Directions for this task =
Print the lines that open with the one containing "The client would like the metal" and close with the one containing "[305,86,397,261]", both included, exactly as they appear, and nothing else.

=== Task material ===

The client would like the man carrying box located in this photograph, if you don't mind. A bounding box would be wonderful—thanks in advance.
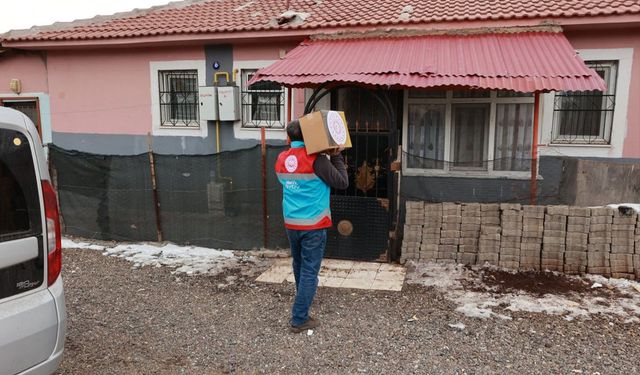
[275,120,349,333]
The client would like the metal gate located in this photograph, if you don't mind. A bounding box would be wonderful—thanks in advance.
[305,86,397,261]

===
=== Task material ===

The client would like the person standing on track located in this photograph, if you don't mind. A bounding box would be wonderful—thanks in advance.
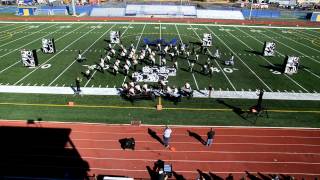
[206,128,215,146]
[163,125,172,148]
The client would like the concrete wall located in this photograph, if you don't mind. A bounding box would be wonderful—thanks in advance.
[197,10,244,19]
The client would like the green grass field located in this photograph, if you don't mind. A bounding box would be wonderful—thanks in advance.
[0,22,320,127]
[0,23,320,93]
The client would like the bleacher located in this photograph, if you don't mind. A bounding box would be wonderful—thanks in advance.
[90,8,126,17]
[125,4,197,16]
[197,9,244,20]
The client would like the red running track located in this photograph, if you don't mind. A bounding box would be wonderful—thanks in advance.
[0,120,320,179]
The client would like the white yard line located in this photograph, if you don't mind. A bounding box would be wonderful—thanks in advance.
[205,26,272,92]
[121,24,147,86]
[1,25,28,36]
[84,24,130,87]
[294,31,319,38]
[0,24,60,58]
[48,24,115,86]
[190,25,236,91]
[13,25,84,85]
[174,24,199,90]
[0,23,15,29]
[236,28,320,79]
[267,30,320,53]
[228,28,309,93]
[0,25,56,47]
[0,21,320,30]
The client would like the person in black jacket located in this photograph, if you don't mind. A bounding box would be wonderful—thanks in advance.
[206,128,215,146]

===

Written answer =
The client would like the metal gate located in this photograph, if you don't mind. A bounding box would be wonderful—thanks in advance.
[305,86,397,261]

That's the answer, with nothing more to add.